___ Stored data

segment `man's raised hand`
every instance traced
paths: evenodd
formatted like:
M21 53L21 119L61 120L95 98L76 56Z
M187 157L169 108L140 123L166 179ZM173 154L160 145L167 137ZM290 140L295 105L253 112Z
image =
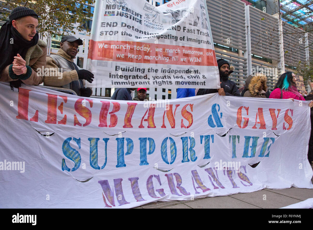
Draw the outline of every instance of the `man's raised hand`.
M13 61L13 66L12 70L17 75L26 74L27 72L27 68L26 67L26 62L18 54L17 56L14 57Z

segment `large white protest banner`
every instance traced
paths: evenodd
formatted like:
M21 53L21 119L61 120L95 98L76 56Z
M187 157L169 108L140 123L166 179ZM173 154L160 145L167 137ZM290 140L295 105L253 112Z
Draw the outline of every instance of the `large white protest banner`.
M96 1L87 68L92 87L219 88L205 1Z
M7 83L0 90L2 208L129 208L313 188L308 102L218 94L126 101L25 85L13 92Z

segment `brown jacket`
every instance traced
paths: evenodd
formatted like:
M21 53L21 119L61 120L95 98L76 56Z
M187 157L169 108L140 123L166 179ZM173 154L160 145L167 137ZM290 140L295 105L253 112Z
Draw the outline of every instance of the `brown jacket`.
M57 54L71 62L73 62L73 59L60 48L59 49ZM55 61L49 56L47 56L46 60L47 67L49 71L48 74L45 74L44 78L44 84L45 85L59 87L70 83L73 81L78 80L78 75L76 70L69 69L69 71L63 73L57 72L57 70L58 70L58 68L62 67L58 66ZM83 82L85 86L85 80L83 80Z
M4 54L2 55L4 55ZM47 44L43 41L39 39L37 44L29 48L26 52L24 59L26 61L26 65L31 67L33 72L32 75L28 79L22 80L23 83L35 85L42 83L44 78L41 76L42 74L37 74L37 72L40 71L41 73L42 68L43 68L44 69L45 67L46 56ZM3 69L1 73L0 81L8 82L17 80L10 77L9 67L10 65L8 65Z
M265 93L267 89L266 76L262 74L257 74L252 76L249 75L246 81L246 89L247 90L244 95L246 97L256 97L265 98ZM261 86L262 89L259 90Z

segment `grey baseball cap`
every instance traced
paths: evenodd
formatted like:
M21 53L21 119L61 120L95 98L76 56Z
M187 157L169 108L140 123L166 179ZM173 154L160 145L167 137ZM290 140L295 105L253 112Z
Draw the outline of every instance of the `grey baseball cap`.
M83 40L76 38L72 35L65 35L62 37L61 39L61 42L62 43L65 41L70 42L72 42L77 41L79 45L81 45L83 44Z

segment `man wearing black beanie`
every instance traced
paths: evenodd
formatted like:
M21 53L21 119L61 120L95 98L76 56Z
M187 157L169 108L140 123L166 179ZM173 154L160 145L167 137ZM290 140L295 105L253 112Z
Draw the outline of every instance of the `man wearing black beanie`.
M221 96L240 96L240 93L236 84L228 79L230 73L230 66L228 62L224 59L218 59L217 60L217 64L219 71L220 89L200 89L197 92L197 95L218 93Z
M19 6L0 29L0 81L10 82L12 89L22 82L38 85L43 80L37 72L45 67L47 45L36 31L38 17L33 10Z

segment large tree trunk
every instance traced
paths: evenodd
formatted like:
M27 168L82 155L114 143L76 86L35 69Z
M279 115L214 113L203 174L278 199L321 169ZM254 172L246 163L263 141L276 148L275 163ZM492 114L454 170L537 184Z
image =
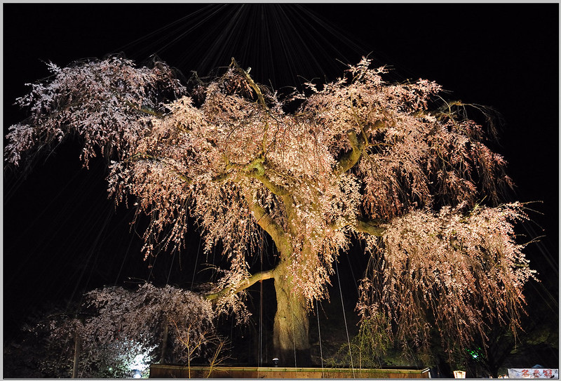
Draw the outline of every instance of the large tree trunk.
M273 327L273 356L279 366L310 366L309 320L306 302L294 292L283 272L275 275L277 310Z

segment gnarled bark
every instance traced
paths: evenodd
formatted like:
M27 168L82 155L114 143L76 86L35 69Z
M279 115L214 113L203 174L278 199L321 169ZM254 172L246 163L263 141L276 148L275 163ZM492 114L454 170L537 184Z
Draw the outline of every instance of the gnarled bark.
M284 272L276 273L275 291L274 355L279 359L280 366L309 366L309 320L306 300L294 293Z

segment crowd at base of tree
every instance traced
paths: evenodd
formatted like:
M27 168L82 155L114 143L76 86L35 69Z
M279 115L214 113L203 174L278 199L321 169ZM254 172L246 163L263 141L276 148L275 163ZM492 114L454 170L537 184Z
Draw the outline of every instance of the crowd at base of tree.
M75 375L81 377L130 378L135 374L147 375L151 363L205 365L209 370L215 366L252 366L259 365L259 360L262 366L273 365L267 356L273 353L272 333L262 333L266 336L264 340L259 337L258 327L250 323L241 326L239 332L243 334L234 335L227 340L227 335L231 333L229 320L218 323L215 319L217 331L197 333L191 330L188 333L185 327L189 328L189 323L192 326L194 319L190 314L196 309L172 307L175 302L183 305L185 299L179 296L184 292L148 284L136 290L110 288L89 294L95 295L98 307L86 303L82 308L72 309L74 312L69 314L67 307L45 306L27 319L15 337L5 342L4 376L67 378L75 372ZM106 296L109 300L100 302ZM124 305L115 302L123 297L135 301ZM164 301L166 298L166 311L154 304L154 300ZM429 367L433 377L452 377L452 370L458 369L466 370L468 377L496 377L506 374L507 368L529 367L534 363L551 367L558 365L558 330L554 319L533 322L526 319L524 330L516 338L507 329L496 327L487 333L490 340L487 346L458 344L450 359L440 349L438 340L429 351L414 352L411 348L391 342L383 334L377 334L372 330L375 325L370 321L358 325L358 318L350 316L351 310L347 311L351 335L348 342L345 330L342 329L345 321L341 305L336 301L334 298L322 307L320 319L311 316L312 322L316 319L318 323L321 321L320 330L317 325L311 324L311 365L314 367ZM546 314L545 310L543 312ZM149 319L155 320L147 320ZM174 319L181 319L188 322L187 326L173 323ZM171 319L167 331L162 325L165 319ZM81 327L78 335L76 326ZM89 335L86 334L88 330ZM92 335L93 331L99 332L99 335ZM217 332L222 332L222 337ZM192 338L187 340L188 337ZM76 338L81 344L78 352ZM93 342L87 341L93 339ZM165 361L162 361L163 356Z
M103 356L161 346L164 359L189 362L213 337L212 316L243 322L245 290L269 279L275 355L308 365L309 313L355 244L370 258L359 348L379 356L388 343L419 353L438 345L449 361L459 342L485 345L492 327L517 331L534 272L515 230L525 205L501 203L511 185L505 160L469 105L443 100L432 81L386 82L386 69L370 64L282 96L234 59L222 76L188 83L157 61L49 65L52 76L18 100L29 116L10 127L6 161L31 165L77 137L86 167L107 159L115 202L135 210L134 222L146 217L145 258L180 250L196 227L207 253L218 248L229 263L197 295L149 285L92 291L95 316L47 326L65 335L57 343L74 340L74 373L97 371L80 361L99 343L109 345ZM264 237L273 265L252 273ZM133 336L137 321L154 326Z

______

Given problem
Find every line in the records that has the word "Draw" and copy each one out.

Correct answer
Draw the outline of every instance of the `man's raised hand`.
Draw the outline of every instance of the `large white protest banner`.
Draw the outline of every instance of the `brown jacket`.
Draw the outline of every instance of the `grey baseball cap`.
Draw the outline of every instance of the `man wearing black beanie`.
Draw the outline of every instance of the large tree trunk.
Draw the outline of every instance of the gnarled bark.
Draw the outline of every instance of the crowd at base of tree.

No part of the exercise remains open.